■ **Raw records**
-- begin --
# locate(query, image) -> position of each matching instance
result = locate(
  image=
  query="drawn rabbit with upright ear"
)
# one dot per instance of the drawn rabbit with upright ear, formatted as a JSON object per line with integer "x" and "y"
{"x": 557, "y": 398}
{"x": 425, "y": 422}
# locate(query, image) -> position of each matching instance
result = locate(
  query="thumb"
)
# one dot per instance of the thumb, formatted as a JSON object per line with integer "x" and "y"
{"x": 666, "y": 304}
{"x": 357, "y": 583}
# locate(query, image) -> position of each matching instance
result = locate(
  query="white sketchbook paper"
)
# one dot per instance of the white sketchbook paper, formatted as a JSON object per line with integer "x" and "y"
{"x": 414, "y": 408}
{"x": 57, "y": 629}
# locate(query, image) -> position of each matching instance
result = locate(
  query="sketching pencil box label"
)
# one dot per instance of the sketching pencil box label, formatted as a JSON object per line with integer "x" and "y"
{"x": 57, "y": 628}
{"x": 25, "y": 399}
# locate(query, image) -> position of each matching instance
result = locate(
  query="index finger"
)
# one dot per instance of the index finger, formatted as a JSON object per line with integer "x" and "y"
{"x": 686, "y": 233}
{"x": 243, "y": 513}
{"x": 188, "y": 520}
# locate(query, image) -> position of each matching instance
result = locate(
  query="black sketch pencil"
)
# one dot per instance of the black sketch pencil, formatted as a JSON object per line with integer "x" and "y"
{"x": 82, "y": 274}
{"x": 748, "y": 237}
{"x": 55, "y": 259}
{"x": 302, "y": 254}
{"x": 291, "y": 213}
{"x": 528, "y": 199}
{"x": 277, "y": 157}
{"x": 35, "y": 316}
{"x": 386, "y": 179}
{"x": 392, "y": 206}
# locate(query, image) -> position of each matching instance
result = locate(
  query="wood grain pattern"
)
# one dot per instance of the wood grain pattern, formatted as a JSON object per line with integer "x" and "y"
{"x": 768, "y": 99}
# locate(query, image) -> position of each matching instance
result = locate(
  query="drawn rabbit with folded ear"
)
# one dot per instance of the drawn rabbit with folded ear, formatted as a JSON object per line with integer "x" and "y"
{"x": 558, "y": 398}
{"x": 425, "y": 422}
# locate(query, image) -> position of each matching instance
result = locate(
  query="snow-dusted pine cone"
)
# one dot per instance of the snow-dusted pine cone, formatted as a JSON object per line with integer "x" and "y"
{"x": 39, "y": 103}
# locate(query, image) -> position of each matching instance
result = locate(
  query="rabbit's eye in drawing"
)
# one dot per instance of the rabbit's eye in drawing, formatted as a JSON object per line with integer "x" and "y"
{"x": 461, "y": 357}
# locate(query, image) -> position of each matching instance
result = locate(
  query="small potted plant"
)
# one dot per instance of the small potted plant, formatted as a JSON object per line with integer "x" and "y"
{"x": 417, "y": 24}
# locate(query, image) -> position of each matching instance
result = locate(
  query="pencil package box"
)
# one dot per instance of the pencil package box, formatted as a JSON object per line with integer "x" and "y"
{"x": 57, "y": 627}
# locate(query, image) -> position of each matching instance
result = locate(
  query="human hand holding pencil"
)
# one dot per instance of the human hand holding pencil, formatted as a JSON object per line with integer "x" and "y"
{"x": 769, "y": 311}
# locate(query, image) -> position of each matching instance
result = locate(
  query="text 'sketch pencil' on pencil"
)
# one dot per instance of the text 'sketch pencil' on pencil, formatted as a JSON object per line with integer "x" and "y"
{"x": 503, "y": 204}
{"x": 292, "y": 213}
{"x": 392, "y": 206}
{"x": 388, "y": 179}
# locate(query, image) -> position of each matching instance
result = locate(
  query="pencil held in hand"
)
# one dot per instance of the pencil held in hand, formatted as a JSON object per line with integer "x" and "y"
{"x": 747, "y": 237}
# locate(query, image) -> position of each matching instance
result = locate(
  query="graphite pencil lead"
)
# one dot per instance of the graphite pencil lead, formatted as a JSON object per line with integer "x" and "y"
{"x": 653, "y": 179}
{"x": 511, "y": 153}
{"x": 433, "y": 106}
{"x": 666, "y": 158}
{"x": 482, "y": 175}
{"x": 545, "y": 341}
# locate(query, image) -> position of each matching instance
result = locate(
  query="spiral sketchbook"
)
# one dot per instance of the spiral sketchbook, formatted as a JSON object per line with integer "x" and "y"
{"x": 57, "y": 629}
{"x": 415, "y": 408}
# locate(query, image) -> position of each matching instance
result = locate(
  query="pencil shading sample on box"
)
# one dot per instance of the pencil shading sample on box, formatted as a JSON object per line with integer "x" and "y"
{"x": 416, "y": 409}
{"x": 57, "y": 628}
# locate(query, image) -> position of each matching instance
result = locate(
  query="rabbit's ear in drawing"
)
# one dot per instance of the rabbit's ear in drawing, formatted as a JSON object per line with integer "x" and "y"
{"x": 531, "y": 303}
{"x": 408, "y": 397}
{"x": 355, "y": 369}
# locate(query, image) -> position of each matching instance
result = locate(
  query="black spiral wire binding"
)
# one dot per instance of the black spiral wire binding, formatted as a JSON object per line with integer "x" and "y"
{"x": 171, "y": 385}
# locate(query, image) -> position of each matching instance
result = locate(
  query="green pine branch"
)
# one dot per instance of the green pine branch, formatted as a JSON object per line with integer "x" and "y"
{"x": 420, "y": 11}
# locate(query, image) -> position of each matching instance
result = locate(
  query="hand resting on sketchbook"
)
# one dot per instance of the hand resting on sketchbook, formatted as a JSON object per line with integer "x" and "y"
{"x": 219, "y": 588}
-- end --
■ **What the task asks**
Set down the material above again, word for word.

■ **Exercise solution**
# locate(query, image) -> position of each matching instance
result = locate(
  image=
  query="drawn rabbit with upright ear"
)
# one dot per instance of the drawn rabbit with upright ear, formatted as a JSON object per line with integer "x" and "y"
{"x": 557, "y": 398}
{"x": 425, "y": 422}
# locate(query, image) -> position of each matching instance
result = locate(
  query="thumb"
)
# one dot per instance of the thumb, formatted as a JSON object per line with integer "x" and "y"
{"x": 666, "y": 304}
{"x": 357, "y": 583}
# locate(query, image) -> position of each matching instance
result = locate(
  query="white sketchbook paper"
)
# one dot per instance of the white sketchbook paper, formatted as a JSON object per line with integer "x" and "y"
{"x": 414, "y": 408}
{"x": 57, "y": 629}
# locate(query, image) -> position of each matching instance
result = locate(
  query="sketching pencil box label"
)
# one dot per instance of the sketching pencil box label, formatted as a JSON object per line with integer "x" and "y"
{"x": 57, "y": 628}
{"x": 25, "y": 399}
# locate(query, image) -> position of each matching instance
result = locate(
  query="index finger"
)
# one dot per instance of the index finger, formatted as a JSON object per line with integer "x" and "y"
{"x": 686, "y": 233}
{"x": 243, "y": 513}
{"x": 188, "y": 520}
# locate(query, image) -> position of each matching instance
result = locate(
  query="black sketch pencil"
)
# one dot per instance of the black sketch pencil, formatted as a JSON object per line with integer "x" and "y"
{"x": 82, "y": 274}
{"x": 748, "y": 237}
{"x": 55, "y": 259}
{"x": 302, "y": 254}
{"x": 291, "y": 213}
{"x": 528, "y": 199}
{"x": 277, "y": 157}
{"x": 35, "y": 316}
{"x": 386, "y": 179}
{"x": 392, "y": 206}
# locate(query, image) -> position of each matching instance
result = locate(
  query="wood grain pattern"
)
# one dot per instance of the wood grain pattern, formatted as a JSON object per line with integer "x" and "y"
{"x": 768, "y": 99}
# locate(query, image) -> position of each matching instance
result = locate(
  query="drawn rabbit with folded ear"
)
# one dot per instance of the drawn rabbit with folded ear, formatted as a JSON object per line with integer "x" and "y"
{"x": 558, "y": 398}
{"x": 425, "y": 422}
# locate(query, image) -> position of each matching instance
result = locate(
  query="snow-dusted pine cone"
)
# one dot per instance of the snow-dusted pine cone, formatted as a JSON object per line with integer "x" and "y"
{"x": 39, "y": 103}
# locate(query, image) -> position of each matching instance
result = locate(
  query="rabbit's eye in drawing"
)
# one dot per instance of the rabbit's eye in drawing, formatted as a JSON object per line with integer "x" and "y"
{"x": 461, "y": 357}
# locate(query, image) -> position of each matching instance
result = locate(
  query="small potted plant"
)
# one dot per instance of the small potted plant, formatted as a JSON object per line with integer "x" and "y"
{"x": 417, "y": 24}
# locate(query, image) -> position of each matching instance
result = locate(
  query="pencil package box"
)
# one dot per instance of the pencil package box, formatted as a JSON object per line with integer "x" and "y"
{"x": 57, "y": 627}
# locate(query, image) -> position of each matching instance
result = locate(
  query="human hand holding pencil"
)
# one dot per instance of the human hand holding pencil, formatted as a JSON object per line with integer "x" and "y"
{"x": 769, "y": 311}
# locate(query, image) -> position of each matching instance
result = locate(
  query="text 'sketch pencil' on pencil"
)
# one dot per instance of the text 'sketch pencil' on pencil, formatted as a JSON object per line with integer "x" and "y"
{"x": 503, "y": 204}
{"x": 292, "y": 213}
{"x": 392, "y": 206}
{"x": 388, "y": 179}
# locate(query, image) -> position of each matching instance
result = locate(
  query="pencil held in hand"
)
# one dot per instance of the pencil held in hand, formatted as a JSON object per line with integer "x" and "y"
{"x": 747, "y": 237}
# locate(query, image) -> position of each matching instance
result = locate(
  query="graphite pencil lead"
)
# one dot per instance of the graphite pencil lead, formatted as a JSON object per line with integer "x" and "y"
{"x": 653, "y": 179}
{"x": 511, "y": 153}
{"x": 433, "y": 106}
{"x": 666, "y": 158}
{"x": 482, "y": 175}
{"x": 545, "y": 341}
# locate(query, image) -> position of each matching instance
result = locate(
  query="spiral sketchbook"
)
# one dot per instance of the spiral sketchbook, formatted as a JSON object per line with integer "x" and "y"
{"x": 57, "y": 629}
{"x": 415, "y": 408}
# locate(query, image) -> position of each matching instance
result = locate(
  query="pencil shading sample on box"
)
# one dot per instance of the pencil shading sample on box, formatted as a JSON object per line with integer "x" and "y"
{"x": 416, "y": 409}
{"x": 57, "y": 628}
# locate(query, image) -> position of each matching instance
result = locate(
  query="rabbit's ear in drawing"
)
# one dot per instance of the rabbit's ear in drawing, formatted as a JSON object per line with integer "x" and "y"
{"x": 531, "y": 303}
{"x": 408, "y": 397}
{"x": 355, "y": 369}
# locate(query, image) -> position of each matching instance
result = locate(
  query="black spiral wire binding"
)
# one dot per instance of the black spiral wire binding, formatted as a JSON object per line with integer "x" and "y"
{"x": 171, "y": 385}
# locate(query, image) -> position of each matching instance
result = locate(
  query="green pine branch"
)
# one dot per instance of the green pine branch, formatted as a JSON object per line with integer "x" and "y"
{"x": 420, "y": 11}
# locate(query, image) -> position of each matching instance
result = locate(
  query="hand resting on sketchbook"
)
# one dot per instance of the hand resting on sketchbook, formatted as a JSON object per line with integer "x" and "y"
{"x": 219, "y": 588}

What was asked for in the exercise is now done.